# PASSAGE SHOWN
EVEN COACH WOODEN NO LIKE-A THE JUICE

Wooden can’t define obscenity, but he knows it when he sees it.

Wooden once told UCLA’s Wooden Center to either remove Warhol’s “OJ d’arte,” or remove Wooden’s name… and HE had the juice to get rid of The Juice

From the very day that this web site was conceived, it was a sadly-accepted given:  Our all-time Hero John Wooden would probably not approve.  Coach Wooden is WAY too mature to condone such negativity and animosity, even if it’s done satirically. 

When we report on the SCandals at Fig Tech, Wooden probably would say shame on us for celebrating their misery, and that their troubles reflect badly on all of us;  And when we post photos of sexy Cheerleaders — even WITHOUT the kick shots — he probably thinks they are too racy and unwholesome (we’ve SEEN the ankle-length skirts they wore in HIS day).  And that’s 90% of our content.

# TASK DETAILS
In the Coach Wooden passage above, list every word after the heading that is printed entirely in capital letters and is not an abbreviation.

# INFORMATION SHOWN
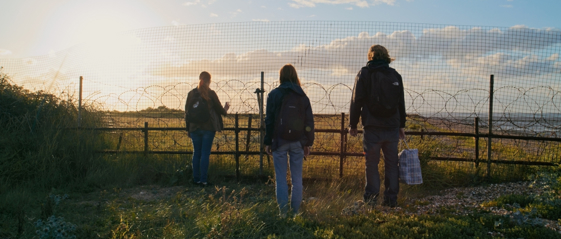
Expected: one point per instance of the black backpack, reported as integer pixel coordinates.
(198, 110)
(291, 118)
(384, 92)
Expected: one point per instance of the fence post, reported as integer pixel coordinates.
(248, 138)
(476, 128)
(491, 92)
(237, 155)
(145, 138)
(342, 148)
(261, 124)
(80, 103)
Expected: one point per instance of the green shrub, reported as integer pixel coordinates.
(36, 148)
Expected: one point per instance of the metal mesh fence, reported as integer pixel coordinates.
(144, 76)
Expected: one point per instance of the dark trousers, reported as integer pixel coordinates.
(376, 139)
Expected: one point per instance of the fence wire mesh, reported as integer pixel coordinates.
(144, 76)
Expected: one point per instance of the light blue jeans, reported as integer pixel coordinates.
(281, 162)
(202, 144)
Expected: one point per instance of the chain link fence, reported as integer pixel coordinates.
(144, 76)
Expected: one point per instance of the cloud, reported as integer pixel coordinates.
(29, 61)
(4, 52)
(192, 3)
(358, 3)
(235, 13)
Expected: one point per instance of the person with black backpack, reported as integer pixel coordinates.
(203, 118)
(289, 125)
(378, 98)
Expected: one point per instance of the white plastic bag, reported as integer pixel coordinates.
(410, 166)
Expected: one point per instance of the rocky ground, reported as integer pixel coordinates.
(463, 201)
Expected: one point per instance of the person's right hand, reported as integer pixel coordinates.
(227, 106)
(268, 150)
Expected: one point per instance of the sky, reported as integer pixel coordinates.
(135, 54)
(41, 27)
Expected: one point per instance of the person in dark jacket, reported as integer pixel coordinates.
(202, 134)
(379, 132)
(280, 148)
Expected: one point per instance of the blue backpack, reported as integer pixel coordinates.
(290, 122)
(384, 92)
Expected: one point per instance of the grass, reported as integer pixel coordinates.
(136, 196)
(248, 210)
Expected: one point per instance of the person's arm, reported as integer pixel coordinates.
(357, 102)
(310, 128)
(187, 101)
(401, 107)
(270, 116)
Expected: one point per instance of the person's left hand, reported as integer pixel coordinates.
(268, 150)
(226, 106)
(306, 151)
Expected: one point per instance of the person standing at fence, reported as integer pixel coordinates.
(203, 118)
(378, 98)
(289, 132)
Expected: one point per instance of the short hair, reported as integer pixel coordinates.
(378, 52)
(204, 76)
(288, 74)
(204, 84)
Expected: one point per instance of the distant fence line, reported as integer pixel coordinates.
(242, 144)
(445, 68)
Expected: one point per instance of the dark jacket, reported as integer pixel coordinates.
(274, 102)
(358, 102)
(215, 123)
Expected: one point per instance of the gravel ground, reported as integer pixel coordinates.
(463, 201)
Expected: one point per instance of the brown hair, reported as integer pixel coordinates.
(204, 84)
(288, 74)
(378, 52)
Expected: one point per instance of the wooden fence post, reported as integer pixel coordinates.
(491, 89)
(342, 148)
(145, 138)
(476, 126)
(248, 138)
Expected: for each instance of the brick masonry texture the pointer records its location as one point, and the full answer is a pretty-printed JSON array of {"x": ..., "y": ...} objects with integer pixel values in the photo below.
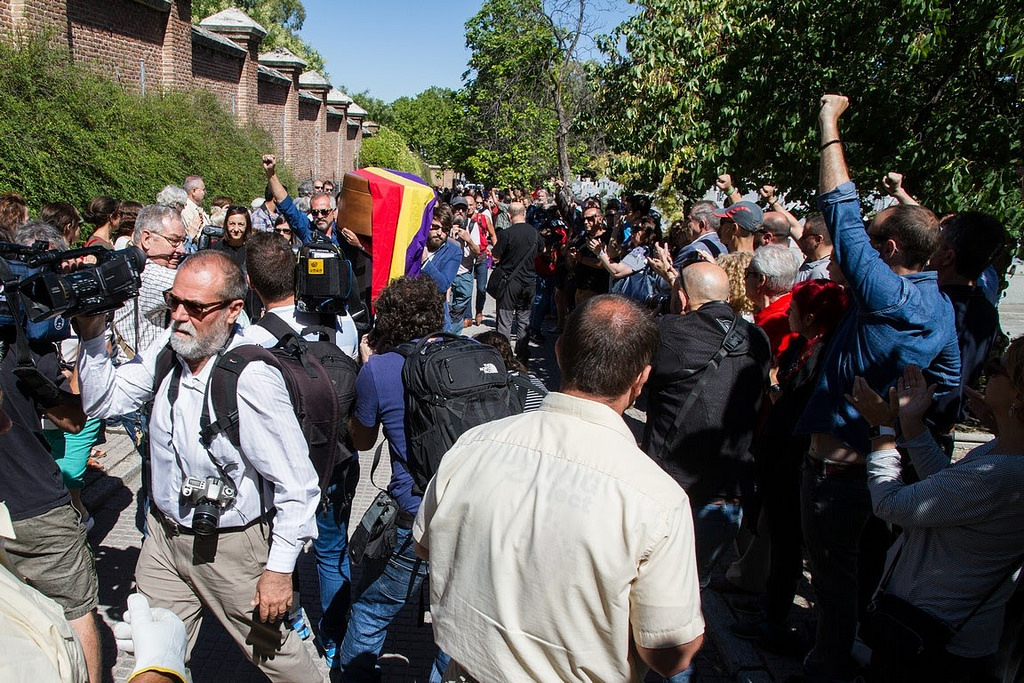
[{"x": 147, "y": 45}]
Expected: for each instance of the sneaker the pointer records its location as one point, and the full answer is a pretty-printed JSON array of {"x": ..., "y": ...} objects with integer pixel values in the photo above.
[{"x": 297, "y": 623}]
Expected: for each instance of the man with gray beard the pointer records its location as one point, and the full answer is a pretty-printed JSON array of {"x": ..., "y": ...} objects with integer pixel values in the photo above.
[{"x": 210, "y": 543}]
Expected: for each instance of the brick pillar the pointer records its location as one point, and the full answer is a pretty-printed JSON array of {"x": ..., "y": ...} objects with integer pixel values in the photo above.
[{"x": 244, "y": 32}]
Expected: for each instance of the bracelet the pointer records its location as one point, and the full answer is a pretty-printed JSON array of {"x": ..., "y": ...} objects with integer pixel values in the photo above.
[{"x": 876, "y": 431}]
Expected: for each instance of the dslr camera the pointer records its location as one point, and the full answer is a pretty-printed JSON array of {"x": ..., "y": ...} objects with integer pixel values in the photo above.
[
  {"x": 46, "y": 291},
  {"x": 210, "y": 497}
]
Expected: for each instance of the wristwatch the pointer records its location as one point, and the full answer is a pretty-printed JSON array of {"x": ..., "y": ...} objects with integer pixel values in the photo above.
[{"x": 875, "y": 431}]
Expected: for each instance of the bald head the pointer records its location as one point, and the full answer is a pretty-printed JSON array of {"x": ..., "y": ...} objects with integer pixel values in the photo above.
[
  {"x": 777, "y": 225},
  {"x": 701, "y": 283}
]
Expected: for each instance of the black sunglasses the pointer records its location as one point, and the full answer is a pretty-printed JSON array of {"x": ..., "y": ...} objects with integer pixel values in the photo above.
[{"x": 194, "y": 308}]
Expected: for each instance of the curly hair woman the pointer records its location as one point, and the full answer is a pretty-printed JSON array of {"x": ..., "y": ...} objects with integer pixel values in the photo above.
[{"x": 408, "y": 308}]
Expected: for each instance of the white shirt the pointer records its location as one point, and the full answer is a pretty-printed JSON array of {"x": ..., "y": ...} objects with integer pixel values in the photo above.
[
  {"x": 346, "y": 337},
  {"x": 272, "y": 444},
  {"x": 553, "y": 539},
  {"x": 147, "y": 308}
]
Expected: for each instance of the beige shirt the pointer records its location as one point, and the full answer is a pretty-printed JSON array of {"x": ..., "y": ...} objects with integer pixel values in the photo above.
[{"x": 555, "y": 544}]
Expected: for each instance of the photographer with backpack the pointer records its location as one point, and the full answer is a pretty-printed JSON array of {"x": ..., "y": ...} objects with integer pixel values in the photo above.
[
  {"x": 270, "y": 268},
  {"x": 408, "y": 309}
]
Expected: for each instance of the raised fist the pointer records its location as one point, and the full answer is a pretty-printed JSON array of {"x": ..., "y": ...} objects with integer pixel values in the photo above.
[
  {"x": 833, "y": 107},
  {"x": 892, "y": 182}
]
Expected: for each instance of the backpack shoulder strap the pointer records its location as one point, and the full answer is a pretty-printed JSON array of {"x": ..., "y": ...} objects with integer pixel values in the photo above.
[
  {"x": 223, "y": 390},
  {"x": 275, "y": 326}
]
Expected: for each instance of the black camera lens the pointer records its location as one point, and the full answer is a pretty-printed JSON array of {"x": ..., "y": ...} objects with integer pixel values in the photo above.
[{"x": 205, "y": 518}]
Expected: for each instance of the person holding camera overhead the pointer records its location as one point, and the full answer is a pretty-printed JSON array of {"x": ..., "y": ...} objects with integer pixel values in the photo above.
[{"x": 211, "y": 544}]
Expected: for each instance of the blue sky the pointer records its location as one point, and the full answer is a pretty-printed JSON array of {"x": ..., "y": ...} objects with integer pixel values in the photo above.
[{"x": 400, "y": 47}]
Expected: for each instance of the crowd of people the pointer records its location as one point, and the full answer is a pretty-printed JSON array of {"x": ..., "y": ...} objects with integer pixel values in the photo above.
[{"x": 802, "y": 380}]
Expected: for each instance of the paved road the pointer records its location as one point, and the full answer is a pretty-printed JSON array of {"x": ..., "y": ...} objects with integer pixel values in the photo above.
[{"x": 409, "y": 649}]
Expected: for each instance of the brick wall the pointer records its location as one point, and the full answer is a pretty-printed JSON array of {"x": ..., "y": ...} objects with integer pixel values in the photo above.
[{"x": 151, "y": 45}]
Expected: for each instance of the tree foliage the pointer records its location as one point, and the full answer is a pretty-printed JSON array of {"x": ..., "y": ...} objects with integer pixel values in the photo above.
[
  {"x": 282, "y": 18},
  {"x": 433, "y": 124},
  {"x": 707, "y": 86},
  {"x": 527, "y": 93},
  {"x": 68, "y": 134},
  {"x": 388, "y": 150}
]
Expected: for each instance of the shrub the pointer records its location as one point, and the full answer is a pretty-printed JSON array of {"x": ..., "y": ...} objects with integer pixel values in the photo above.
[{"x": 70, "y": 134}]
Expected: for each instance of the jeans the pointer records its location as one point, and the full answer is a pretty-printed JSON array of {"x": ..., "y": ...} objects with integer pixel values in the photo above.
[
  {"x": 543, "y": 301},
  {"x": 715, "y": 526},
  {"x": 835, "y": 510},
  {"x": 462, "y": 293},
  {"x": 387, "y": 586},
  {"x": 480, "y": 275},
  {"x": 331, "y": 550}
]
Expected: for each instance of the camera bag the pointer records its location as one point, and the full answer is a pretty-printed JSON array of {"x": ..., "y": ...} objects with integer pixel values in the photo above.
[{"x": 452, "y": 384}]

# TASK OUTPUT
HE
WAY
WITHOUT
SEEN
HIS